» **PASSAGE TO READ**:
________________________________________
Thursday, May 20, 2010

from Bread Earth and Fire (The Earth Oven)

When you’re done filling the hole with gravel, tamp it down by jumping on it or pounding it with a heavy object. Get is as level as possible, and this is where a four foot level proves very useful.
  It’s time to build the form that will contain the wet concrete. The interior measurement should be 48 X  48 inches. You might say, as I have, “Oh, I just need to buy two - 2 X 4 X 8’s. “Sorry, it won’t work. To make your form, the 2 X 4’s need to overlap. So this is what you need: two pieces 48 inches. 2 pieces 51 inches. Use one-2 X 4 X 8 and one-2 X 4 X 10. Cut the wood with a circular saw, radial arm saw, chop saw or hand saw. Take your time, and cut accurately. Measure twice and cut once, and probably you’ve heard that before. Nail your wooden frame together and center it on the gravel bed. Don’t forget to level the form. You don’t want a parallelogram so measure the diagonals. The number should be the same. For such a small area, this should not be hard to do, at least that’s what I tell myself, and yet, I always find myself making lots of adjustments.
 Measuring the diagonals
Let’s mix up the concrete now. By the way, folks often use the terms cement and concrete interchangeably, but they are different compositions. Cement is a building material that is a powder, made by burning a mixture of shale or clay. It is used with water, sand or gravel to make concrete and mortar. Assuming you’ve purchased bags of ready mix concrete, you’ll only need to add water. Yes, it’s possible to buy Portland cement and mix this with the right proportions of sand and gravel, add water, and you’ll have concrete. For a small job, it’s simply easier to buy the ready mix, and that’s what Abbott and Nancy did. This is not a project to do in freezing weather. Concrete will not set up properly unless specially treated.
Assuming you have a large wheelbarrow, dump in a full bag of concrete mix. Cut the paper off the bag after it’s in the wheelbarrow. Don’t breath concrete dust, perlite dust, or clay dust. In fact, try not to breath dust. Wear a dust mask if necessary. On the bag of concrete mix it will tell you how much water to add, but we didn’t go by this. With the garden hose we added a small amount of water at a time, always using our hoes to make a homogeneous mixture. Too much water makes for a weaker mixture. Not enough water makes it hard to pour. If you’re not sure about how much water to add, then go by the instructions on the bag. Fill your wooden form about half way up, making certain that the concrete is flush against the form with no air pockets, and then place the remesh on the concrete.

Laying Remesh
You can easily bend and fold the remesh so it will fit inside the form. It provides strength to the concrete. You don’t want the remesh on the bottom of the concrete slab, and you don’t want it sticking up through the top. If it’s on the bottom or top, it will add no strength to the slab. Position it so that it remains in the middle of the slab.
Now continue filling the form with concrete until it’s slightly higher than the top of the form. As you pour, jab into the concrete so you won’t have any voids in the slab. Don’t fill half the form, break for lunch, then come back to finish the slab. Depending on the weather it could set up very fast. Your slab will be better if you finish the job without taking a break.
Rinse off your tools because the concrete will harden on them, well, like concrete, and it will be extremely difficult to remove. Fill up a plastic pail with water, and leave your tools in it. Be sure to thoroughly rinse off your wheelbarrow.
________________________________________
Write the next part of the earth oven passage above, starting right after the advice about rinsing off the wheelbarrow.

(Point annotation records)
________________________________________
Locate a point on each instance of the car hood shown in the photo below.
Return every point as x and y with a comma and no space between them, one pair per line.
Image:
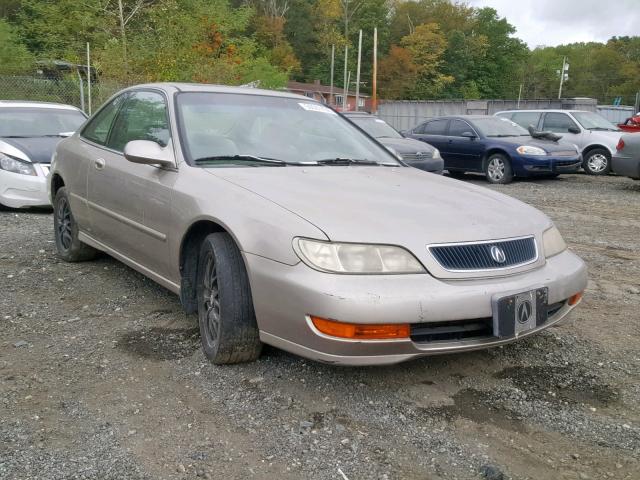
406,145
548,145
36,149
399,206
________________________________________
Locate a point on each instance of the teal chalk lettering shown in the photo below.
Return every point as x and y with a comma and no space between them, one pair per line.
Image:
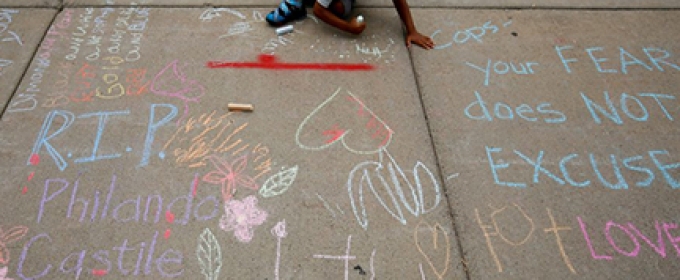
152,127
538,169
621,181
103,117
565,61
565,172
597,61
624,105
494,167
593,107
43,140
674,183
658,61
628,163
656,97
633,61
________________________________________
» **EXPECTED ANSWER**:
 Now you have to “strike off” or screed the slab you have just poured. Look at the photo. This is easiest done with two people. Rest a two by four on the wooden form, and with a sawing motion move it across the form. If you look carefully at the photo you’ll see that our two by four has been spliced together. This is not a good arrangement, but we had to make the splice because yours truly never could measure or count properly, and nobody wanted to make another trip to the store. To screed the slab, use a two by four by eight. No splices please. For the purposes of this book, folks who are not innumerate checked all my numbers.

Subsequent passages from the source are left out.